Rows excerpted from a collection:

──────────

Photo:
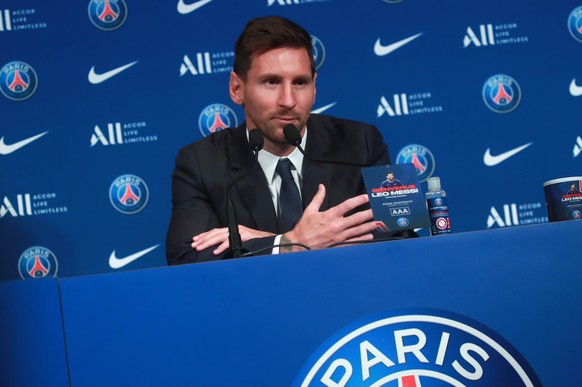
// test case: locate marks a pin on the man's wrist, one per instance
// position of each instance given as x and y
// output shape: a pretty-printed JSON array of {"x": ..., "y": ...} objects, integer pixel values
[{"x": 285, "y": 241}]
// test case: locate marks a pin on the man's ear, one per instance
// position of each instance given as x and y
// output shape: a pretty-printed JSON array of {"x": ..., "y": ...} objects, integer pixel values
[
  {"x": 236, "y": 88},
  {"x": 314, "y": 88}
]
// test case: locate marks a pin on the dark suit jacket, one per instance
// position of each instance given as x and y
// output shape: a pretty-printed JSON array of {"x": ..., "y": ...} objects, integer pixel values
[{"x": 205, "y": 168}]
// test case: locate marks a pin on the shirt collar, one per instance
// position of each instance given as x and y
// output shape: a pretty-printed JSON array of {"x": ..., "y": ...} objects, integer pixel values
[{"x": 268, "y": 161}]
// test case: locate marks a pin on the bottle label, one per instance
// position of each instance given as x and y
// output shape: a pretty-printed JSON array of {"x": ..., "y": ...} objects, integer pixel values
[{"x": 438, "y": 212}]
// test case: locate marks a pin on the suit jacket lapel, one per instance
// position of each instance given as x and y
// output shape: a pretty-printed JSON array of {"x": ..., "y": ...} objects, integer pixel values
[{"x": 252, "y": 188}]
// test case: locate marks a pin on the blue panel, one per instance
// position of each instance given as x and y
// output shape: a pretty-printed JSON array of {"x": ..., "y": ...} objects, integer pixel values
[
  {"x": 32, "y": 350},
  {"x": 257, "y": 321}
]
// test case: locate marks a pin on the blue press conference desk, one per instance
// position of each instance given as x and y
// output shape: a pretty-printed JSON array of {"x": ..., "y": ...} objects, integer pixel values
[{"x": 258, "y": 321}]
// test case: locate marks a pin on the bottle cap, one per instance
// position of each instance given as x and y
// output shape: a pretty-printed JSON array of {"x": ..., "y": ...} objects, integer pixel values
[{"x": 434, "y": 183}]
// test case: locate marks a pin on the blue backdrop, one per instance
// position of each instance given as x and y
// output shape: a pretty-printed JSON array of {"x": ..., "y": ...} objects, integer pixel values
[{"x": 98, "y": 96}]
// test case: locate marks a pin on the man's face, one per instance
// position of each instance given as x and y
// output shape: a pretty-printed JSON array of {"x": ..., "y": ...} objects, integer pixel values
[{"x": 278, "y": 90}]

──────────

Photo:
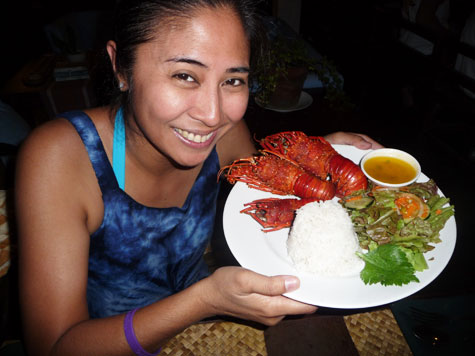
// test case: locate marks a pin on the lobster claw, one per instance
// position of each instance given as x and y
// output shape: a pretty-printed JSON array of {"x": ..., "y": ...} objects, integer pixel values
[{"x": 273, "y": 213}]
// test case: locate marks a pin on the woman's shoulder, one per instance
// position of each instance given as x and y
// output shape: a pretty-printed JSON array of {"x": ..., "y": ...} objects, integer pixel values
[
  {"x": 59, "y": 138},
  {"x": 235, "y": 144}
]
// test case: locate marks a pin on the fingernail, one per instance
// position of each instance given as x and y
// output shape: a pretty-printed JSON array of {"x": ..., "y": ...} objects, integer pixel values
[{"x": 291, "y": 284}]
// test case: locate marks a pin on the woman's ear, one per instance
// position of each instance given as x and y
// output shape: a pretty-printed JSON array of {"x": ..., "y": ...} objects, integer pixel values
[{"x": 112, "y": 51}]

──────────

Instructions for the task:
Show every line of the rows above that contains the word "jacket".

Reply:
// test case: locate marks a pin on the dark suit jacket, one per instance
// test case: locate marks a pin on the suit jacket lapel, one per instance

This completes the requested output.